- **Consigna dada 1**: Extrae del texto sobre la Revista el pasaje que empieza con «En las páginas» y sigue hasta «del general Kundt.», sin alterar nada.
- **Consigna dada 2**:
Contesta estas preguntas a partir del texto sobre la Revista:
(a) ¿Qué autor alemán figura entre los clásicos europeos de la época?
(b) ¿Qué presidió Vicente Rojo antes de la Guerra Civil de su país?
(c) ¿La gestión de qué general analiza este trabajo?

En las páginas de la Revista aparecieron artículos referidos a la ciencia militar, a las innovaciones tecnológicas de la industria del armamento, a la vida interna del ejército boliviano y a la historia y geografía del país vistas con ojos castrenses. Acogía también textos escritos por militares de América Latina y traducciones u originales de los clásicos europeos de la época como el alemán Erich Ludendorff o el español Vicente Rojo, quien antes de la Guerra Civil de su país, presidió una misión militar asesora, la que sin embargo no tuvo igual trascendencia que la francesa o la germana. Este trabajo se limita a analizar una parte de la época signada por la misión militar alemana, es decir, la gestión del general Kundt.

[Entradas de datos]

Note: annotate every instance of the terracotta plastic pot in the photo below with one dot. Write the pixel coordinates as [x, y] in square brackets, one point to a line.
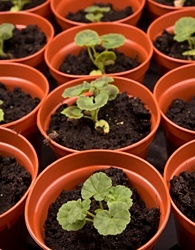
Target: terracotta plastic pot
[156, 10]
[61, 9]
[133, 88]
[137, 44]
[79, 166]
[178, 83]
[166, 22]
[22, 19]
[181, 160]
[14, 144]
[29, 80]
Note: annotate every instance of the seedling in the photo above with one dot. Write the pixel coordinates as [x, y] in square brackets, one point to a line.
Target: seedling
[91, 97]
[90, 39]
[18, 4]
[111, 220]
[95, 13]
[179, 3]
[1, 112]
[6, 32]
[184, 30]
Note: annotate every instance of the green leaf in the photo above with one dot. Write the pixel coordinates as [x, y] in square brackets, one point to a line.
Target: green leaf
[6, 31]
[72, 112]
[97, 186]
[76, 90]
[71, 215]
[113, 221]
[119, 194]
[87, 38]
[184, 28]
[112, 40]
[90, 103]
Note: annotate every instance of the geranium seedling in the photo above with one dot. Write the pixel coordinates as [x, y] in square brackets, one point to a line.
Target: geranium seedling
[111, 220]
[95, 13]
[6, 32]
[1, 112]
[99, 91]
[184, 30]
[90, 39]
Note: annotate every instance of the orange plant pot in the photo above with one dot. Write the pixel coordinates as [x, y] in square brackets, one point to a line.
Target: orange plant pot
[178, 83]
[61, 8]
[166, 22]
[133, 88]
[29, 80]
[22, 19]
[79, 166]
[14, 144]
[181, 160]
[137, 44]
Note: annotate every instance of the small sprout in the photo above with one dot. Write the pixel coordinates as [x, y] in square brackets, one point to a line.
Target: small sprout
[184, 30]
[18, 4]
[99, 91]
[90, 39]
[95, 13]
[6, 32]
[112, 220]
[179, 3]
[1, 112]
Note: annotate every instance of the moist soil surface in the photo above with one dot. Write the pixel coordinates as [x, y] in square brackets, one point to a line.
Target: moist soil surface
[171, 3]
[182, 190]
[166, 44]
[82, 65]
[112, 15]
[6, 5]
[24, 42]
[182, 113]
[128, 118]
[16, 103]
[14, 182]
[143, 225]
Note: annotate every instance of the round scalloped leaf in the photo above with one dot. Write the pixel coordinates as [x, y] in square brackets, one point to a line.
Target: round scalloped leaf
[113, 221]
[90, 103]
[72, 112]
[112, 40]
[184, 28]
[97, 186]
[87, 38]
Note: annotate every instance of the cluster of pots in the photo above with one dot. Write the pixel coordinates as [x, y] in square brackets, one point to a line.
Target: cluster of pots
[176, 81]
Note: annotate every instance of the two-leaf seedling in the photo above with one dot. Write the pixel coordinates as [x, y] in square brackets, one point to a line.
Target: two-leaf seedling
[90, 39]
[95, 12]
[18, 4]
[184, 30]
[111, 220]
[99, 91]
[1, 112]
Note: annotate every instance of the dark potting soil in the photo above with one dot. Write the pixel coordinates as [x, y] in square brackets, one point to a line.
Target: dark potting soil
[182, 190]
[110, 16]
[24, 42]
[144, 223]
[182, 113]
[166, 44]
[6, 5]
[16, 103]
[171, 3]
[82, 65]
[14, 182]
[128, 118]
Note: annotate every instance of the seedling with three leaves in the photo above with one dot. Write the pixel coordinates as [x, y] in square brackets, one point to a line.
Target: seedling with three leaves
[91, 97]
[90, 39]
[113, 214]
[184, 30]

- **Respuesta correcta 1**:
En las páginas de la Revista aparecieron artículos referidos a la ciencia militar, a las innovaciones tecnológicas de la industria del armamento, a la vida interna del ejército boliviano y a la historia y geografía del país vistas con ojos castrenses. Acogía también textos escritos por militares de América Latina y traducciones u originales de los clásicos europeos de la época como el alemán Erich Ludendorff o el español Vicente Rojo, quien antes de la Guerra Civil de su país, presidió una misión militar asesora, la que sin embargo no tuvo igual trascendencia que la francesa o la germana. Este trabajo se limita a analizar una parte de la época signada por la misión militar alemana, es decir, la gestión del general Kundt.

- **Respuesta correcta 2**:
(a) Erich Ludendorff.
(b) Una misión militar asesora.
(c) La del general Kundt.